_Try it_
Below are entries; copy exactly the lines from the one with "as (288, 445)." through the one with "as (399, 158).", both included, and leave out the rest.

_Information given_
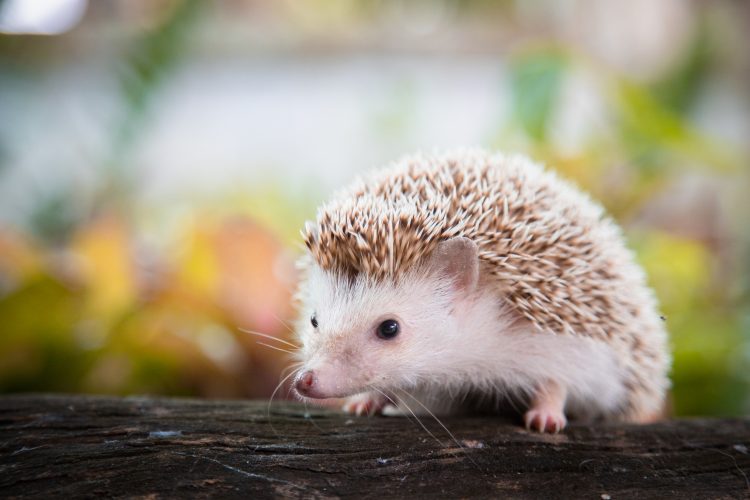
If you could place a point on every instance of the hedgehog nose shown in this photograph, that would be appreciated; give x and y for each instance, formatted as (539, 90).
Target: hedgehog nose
(305, 382)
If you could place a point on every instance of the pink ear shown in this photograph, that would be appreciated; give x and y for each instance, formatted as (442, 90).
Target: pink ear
(458, 259)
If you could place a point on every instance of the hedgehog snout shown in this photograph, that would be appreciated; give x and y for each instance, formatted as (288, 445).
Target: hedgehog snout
(305, 383)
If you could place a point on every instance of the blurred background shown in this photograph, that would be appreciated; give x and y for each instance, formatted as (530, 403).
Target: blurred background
(157, 159)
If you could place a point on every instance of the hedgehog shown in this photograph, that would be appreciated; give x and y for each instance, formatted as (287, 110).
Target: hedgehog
(464, 276)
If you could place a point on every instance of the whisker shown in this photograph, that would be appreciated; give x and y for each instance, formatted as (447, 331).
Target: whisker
(420, 421)
(284, 323)
(270, 401)
(251, 332)
(274, 347)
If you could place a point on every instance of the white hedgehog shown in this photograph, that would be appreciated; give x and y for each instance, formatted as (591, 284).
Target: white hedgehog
(468, 273)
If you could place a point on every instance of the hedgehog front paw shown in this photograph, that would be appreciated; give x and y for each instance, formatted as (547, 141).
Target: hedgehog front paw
(545, 420)
(366, 403)
(546, 413)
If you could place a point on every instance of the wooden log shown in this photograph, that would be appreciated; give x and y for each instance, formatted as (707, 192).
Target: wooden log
(77, 446)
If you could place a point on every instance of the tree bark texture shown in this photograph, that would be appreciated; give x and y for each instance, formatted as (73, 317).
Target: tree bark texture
(78, 446)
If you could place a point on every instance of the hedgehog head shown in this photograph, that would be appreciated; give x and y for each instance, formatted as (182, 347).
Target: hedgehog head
(360, 333)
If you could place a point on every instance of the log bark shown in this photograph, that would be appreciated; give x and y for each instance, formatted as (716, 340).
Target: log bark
(76, 446)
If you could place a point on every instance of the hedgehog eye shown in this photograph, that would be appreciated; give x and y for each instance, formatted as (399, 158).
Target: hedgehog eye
(388, 329)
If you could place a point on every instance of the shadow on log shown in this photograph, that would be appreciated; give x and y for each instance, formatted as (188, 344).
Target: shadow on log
(95, 446)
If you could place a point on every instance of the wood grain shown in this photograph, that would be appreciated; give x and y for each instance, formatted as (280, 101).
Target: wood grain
(76, 446)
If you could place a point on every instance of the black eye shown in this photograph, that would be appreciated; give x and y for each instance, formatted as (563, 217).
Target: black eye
(388, 329)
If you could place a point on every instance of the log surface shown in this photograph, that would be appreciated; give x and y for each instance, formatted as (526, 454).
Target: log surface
(75, 446)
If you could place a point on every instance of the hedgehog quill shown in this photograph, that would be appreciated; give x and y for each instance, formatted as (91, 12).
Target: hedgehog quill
(467, 272)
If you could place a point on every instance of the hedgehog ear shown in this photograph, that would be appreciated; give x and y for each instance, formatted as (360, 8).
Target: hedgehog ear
(457, 258)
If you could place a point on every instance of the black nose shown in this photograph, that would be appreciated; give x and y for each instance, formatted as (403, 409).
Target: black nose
(305, 382)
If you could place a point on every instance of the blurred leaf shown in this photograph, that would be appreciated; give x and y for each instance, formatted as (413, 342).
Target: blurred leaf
(652, 129)
(105, 252)
(197, 265)
(678, 268)
(535, 81)
(678, 90)
(151, 60)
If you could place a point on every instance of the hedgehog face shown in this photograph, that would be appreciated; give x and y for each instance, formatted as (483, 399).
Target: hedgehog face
(365, 334)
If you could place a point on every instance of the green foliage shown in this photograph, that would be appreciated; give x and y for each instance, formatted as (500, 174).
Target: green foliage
(535, 81)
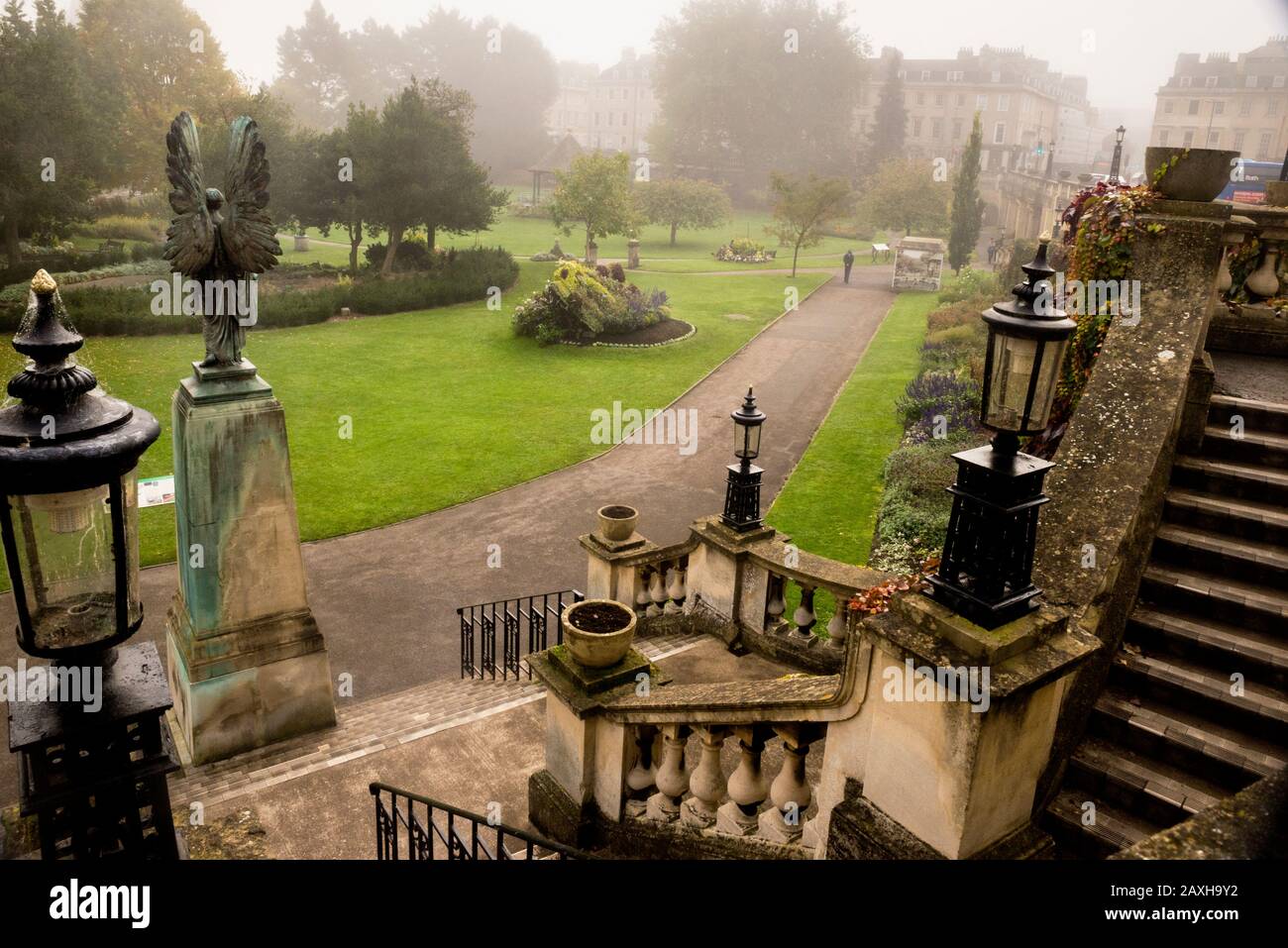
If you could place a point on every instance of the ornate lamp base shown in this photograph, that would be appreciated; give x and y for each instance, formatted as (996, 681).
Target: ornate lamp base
(986, 572)
(742, 498)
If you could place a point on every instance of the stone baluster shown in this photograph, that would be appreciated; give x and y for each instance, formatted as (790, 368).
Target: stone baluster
(790, 790)
(1263, 281)
(657, 591)
(675, 591)
(707, 784)
(747, 785)
(642, 596)
(838, 626)
(673, 777)
(643, 776)
(804, 616)
(776, 605)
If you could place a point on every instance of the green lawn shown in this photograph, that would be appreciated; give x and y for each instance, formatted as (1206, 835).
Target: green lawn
(528, 236)
(829, 502)
(446, 404)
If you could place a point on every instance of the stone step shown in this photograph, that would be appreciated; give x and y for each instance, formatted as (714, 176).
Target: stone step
(1185, 740)
(1266, 449)
(1112, 828)
(1216, 596)
(1134, 782)
(1257, 415)
(1179, 682)
(1262, 523)
(1236, 558)
(1219, 646)
(1231, 479)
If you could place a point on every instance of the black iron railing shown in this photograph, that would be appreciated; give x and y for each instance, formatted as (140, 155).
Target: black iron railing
(524, 620)
(413, 827)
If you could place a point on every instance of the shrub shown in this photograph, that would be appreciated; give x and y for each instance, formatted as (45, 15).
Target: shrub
(121, 227)
(413, 256)
(578, 304)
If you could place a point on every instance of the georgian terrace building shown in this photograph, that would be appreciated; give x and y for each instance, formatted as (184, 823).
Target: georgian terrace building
(1218, 102)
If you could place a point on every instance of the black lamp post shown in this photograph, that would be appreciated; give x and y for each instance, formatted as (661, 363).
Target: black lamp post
(986, 570)
(742, 496)
(1119, 154)
(93, 771)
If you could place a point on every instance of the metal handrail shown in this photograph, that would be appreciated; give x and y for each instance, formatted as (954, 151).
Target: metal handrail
(537, 612)
(455, 844)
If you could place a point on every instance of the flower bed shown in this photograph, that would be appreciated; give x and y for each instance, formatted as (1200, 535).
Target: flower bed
(743, 250)
(580, 304)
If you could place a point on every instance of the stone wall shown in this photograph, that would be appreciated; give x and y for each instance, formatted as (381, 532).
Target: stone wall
(1116, 460)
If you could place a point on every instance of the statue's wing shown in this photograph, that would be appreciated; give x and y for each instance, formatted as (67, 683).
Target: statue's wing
(191, 237)
(248, 232)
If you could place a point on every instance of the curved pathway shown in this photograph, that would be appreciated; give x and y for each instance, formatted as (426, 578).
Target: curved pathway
(386, 597)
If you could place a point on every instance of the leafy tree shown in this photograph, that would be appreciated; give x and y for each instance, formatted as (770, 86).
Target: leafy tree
(509, 73)
(902, 193)
(967, 206)
(890, 117)
(595, 193)
(159, 58)
(55, 125)
(684, 202)
(421, 170)
(752, 85)
(803, 206)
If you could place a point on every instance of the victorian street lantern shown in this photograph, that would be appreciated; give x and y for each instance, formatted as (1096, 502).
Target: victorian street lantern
(986, 570)
(68, 511)
(742, 497)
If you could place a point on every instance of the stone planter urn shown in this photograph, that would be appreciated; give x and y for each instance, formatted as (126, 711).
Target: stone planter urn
(1193, 174)
(597, 631)
(617, 522)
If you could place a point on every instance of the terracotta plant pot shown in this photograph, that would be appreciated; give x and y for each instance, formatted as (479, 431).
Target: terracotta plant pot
(617, 522)
(1199, 174)
(605, 635)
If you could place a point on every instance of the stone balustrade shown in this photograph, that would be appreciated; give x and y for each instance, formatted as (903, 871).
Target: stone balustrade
(1252, 282)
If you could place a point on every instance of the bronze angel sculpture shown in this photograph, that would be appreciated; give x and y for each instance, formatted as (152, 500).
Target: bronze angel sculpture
(219, 236)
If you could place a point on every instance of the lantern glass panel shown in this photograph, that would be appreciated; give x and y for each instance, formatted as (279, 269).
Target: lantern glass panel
(1016, 360)
(68, 566)
(746, 441)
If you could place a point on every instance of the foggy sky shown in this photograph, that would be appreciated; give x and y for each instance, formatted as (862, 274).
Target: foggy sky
(1136, 42)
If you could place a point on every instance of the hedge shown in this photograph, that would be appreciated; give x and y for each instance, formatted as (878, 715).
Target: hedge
(128, 312)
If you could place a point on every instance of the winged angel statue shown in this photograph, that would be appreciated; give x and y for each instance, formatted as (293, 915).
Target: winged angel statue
(219, 236)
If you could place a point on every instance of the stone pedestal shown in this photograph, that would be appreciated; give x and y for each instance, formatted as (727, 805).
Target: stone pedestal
(248, 664)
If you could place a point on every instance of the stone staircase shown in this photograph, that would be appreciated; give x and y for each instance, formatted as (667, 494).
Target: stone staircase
(1172, 733)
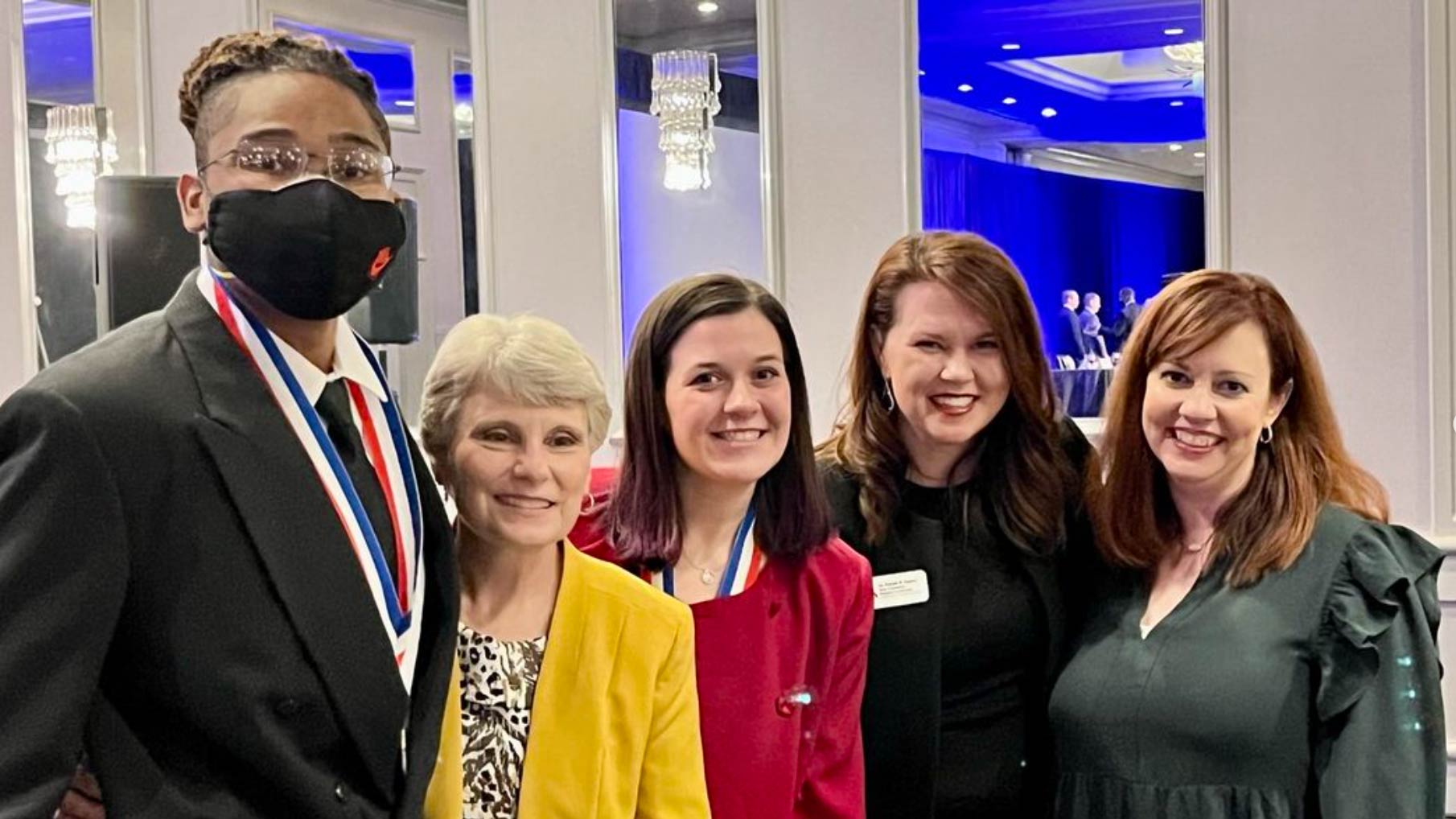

_Final answer_
If you could place a point on every instance of the hedgehog snout shown in this photograph, that would be appreciated; give x and y for each instance, formatted as (288, 445).
Target: hedgehog snout
(305, 383)
If you could place a point on every instance of the blurred background shown in this photograph, that would be appreciated; give x and y for each instance, formatted as (530, 403).
Target: blurred background
(157, 159)
If you could place a point on every instance of the hedgehog shown in this photograph, that would be appreciated; give x and y for each instance, formatted as (287, 110).
Target: hedgehog
(464, 276)
If you could place a point on every instance of the whisker shown in this photograph, that would be appreciated; give x and y for each instance, formatted as (447, 331).
Target: whisker
(420, 421)
(284, 323)
(270, 401)
(251, 332)
(274, 347)
If you could place a point on every instance of the white hedgehog shown in this photograph, that would be appreciated; give x and y for each instance, formatted as (591, 284).
Target: white hedgehog
(468, 273)
If you could place a point on every instance of the hedgehog front paw shown in this photograph, that would be appreciated; give x and y for each instance, formatted as (547, 141).
Target: hedgehog front paw
(545, 420)
(366, 403)
(546, 413)
If you could place a point on every instance of the wooden log shown in this photograph, that would be appreciated; give x and y for each instance, formatted as (707, 192).
Target: wooden log
(77, 446)
If you could place a point on every instance of the tree bark texture shown in this photograph, that would be appreciated; give x and y for each instance, formatted as (73, 317).
Target: tree bark texture
(78, 446)
If you could place a point on every instance of the hedgehog head shown in this photograph, that would be appreciated; give x and y for each instance, formatted as (182, 347).
Target: hedgehog head
(360, 333)
If you could place a point on every instance of the log bark shown in this photograph, that would be appreciated; give x and y for each instance, formatted as (716, 340).
Target: log bark
(76, 446)
If you could place a point on every instance of the hedgehog eye shown in this photograph, that would be appreciated; give x and y for each instance, formatted as (399, 158).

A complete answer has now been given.